▶ **Gestellte Aufgabe 1**
Worauf erscheint dem Sprecher laut dem Auszug das Antlitz Jesu?
▶ **Gestellte Aufgabe 2**
Zähle alle Dinge auf, die der Sprecher laut dem Auszug in seiner Umgebung beschreibt.
▶ **Gestellte Aufgabe 3**
Kopiere aus dem Auszug die Stelle zwischen „Und unvermittelt blitzt“ und „seinem Grab aufersteht.“, beide eingeschlossen.

====== Auszug

Gemurmel. Geigengeflirre, Gitarrengeschrabbel. Eine Stimme setzt ein: „Sie“ – eine wie bei Kafka undefinierte Instanz und Macht – hätten ihn von zu Hause verschleppt, beschwert er sich zwischen aggressiven Zigarettenzügen, sie hätten ihn in die Todeszelle gesteckt, als Kandidaten für den Elektrischen Stuhl, dem namensgebenden „Mercy Seat“. Er aber ist „nahezu völlig unschuldig, Du weißt schon“. Die böse Saat des Zweifels ist bereits in die dritte Zeilenfurche gesät.

Er hat seine Unschuldsbehauptungen auch schon eine ganze Zeit lang bevor wir hinzukamen vor sich hingebrabbelt, denn er sagt „es jetzt noch einmal“: „Ich. Habe. keine. Angst. zu. sterben.“ Der abgehackt nachdrücklichen Interpunktion des telegrammhaften Schriftbilds entsprechen die herausgepressten Worte im Sprechgesang. Mit diesem geht es weiter: Zur Charakterisierung seiner versifften Umgebung, die seinen jämmerlichen inneren Zustand spiegelt, beschreibt er nun die spärlichen Dinge, die ihn umgeben. Ein alter, abgenutzter Becher, ein ausgeleierter Wischmopp, die „verdammten Rollen des Essenswagens“. Der Raum und seine Requisiten sind ein Spiegel seiner Seele.

© dpa„Salvator Mundi“ von Leonardo da Vinci

Und unvermittelt blitzt im Lied die erste Metapher aus dem religiösen Bilderschatz auf: Auf der Haut seiner Suppe erscheint ihm das Antlitz Jesu als Vision. Lange bevor beispielsweise Marienerscheinungen auf Nutella-Toastbroten und in anderen angegammelten Lebensmitteln überhandnahmen, hat es Cave vorhergesehen – eine verwahrloste Gesellschaft gebiert in ihrer rasenden Unvernunft immer mehr Ungeheuer, heilige wie dämonische. Während Cave davon singt, dass ein krummer Tierknochen eklig aus der Pampe im Essnapf heraussteht, ist gleichzeitig neben ihm ein angepinnter Öldruck des knochigen Passionschristus zu sehen, der aus seinem Grab aufersteht.

============
====== Erfasste Daten

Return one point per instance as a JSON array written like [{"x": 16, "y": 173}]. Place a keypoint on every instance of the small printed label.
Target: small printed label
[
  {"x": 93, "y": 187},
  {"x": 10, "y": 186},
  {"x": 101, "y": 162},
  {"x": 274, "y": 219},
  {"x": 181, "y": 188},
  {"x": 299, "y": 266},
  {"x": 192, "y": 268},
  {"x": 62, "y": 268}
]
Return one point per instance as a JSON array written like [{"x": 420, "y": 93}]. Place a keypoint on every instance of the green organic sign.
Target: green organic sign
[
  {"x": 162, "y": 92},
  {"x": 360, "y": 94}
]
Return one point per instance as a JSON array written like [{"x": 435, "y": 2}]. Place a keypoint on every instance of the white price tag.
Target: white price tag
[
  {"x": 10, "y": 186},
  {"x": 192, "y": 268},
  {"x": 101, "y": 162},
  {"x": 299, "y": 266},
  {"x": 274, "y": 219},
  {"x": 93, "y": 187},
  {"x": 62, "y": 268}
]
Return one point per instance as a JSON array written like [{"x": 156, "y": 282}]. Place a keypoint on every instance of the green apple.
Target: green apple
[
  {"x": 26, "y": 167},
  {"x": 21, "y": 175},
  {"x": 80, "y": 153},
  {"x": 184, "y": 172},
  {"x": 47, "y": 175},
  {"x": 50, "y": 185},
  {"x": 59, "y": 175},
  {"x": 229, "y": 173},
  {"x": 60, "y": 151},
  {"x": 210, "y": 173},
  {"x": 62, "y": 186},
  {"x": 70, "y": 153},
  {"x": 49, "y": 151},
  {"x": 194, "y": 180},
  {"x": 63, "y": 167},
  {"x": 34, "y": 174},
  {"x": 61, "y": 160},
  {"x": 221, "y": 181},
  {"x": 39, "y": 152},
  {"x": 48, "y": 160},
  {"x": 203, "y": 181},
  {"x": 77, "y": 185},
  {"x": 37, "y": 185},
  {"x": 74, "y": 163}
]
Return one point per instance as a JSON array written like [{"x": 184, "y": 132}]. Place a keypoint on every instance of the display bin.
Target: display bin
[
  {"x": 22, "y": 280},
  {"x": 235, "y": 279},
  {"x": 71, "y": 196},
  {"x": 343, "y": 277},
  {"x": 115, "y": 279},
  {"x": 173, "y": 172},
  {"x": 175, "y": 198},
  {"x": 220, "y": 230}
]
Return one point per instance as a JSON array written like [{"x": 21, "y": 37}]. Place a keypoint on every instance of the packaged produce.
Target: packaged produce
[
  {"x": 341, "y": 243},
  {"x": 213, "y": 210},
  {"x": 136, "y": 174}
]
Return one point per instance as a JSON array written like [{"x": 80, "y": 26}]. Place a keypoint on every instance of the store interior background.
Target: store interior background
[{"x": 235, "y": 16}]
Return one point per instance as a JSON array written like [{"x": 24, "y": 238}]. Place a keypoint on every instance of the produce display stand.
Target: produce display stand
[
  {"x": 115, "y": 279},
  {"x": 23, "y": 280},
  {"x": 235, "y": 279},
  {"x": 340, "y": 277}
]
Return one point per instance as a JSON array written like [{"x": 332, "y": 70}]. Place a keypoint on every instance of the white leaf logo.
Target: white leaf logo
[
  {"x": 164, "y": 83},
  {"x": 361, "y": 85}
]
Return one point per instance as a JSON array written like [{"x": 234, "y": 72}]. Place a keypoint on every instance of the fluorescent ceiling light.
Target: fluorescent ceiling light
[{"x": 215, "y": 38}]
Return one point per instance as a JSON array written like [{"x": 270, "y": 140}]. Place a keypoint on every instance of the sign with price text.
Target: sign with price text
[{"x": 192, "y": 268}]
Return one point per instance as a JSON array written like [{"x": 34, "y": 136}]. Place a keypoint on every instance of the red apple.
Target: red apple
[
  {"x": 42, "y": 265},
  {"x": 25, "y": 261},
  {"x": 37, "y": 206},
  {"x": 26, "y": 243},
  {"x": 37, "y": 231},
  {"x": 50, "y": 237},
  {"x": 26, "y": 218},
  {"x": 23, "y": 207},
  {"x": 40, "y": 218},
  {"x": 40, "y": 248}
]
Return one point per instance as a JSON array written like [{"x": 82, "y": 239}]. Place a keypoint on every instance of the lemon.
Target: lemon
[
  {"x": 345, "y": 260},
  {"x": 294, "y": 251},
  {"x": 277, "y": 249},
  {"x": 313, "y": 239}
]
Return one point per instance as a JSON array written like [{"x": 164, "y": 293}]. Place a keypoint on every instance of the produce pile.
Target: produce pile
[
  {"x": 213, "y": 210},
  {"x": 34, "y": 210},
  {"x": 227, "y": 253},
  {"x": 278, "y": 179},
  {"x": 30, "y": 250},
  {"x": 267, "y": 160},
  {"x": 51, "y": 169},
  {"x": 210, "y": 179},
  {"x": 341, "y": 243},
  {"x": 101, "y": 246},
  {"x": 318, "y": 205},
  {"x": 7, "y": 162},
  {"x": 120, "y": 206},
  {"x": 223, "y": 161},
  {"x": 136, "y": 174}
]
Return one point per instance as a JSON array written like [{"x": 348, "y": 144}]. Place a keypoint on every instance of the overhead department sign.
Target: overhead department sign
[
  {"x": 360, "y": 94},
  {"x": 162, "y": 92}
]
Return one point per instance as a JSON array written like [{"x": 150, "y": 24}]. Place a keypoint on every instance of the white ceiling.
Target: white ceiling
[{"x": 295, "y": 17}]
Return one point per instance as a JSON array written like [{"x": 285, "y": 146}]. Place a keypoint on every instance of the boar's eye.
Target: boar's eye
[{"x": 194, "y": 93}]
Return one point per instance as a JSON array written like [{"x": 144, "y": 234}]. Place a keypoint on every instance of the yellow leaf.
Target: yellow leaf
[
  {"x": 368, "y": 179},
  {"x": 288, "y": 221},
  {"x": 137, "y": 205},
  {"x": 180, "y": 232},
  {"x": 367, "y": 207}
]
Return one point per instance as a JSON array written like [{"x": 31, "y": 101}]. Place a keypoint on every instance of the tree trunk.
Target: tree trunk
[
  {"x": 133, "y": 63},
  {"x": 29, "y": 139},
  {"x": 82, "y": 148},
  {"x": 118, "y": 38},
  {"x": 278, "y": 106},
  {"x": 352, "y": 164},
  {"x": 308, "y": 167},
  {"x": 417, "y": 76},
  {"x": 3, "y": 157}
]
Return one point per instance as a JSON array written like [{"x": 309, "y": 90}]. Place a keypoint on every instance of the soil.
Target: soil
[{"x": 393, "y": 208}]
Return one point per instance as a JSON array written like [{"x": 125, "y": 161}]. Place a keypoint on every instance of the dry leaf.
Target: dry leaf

============

▶ **Schriftliche Antwort 1**
Auf der Haut seiner Suppe.

▶ **Schriftliche Antwort 2**
- ein alter, abgenutzter Becher
- ein ausgeleierter Wischmopp
- die „verdammten Rollen des Essenswagens“

▶ **Schriftliche Antwort 3**
Und unvermittelt blitzt im Lied die erste Metapher aus dem religiösen Bilderschatz auf: Auf der Haut seiner Suppe erscheint ihm das Antlitz Jesu als Vision. Lange bevor beispielsweise Marienerscheinungen auf Nutella-Toastbroten und in anderen angegammelten Lebensmitteln überhandnahmen, hat es Cave vorhergesehen – eine verwahrloste Gesellschaft gebiert in ihrer rasenden Unvernunft immer mehr Ungeheuer, heilige wie dämonische. Während Cave davon singt, dass ein krummer Tierknochen eklig aus der Pampe im Essnapf heraussteht, ist gleichzeitig neben ihm ein angepinnter Öldruck des knochigen Passionschristus zu sehen, der aus seinem Grab aufersteht.